Excerpted records:

----------

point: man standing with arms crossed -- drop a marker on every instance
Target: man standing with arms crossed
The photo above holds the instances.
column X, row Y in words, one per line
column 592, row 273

----------

Task directions: In the listing above, how many lines include the string "with"? Say only the number.

Solved exercise: 2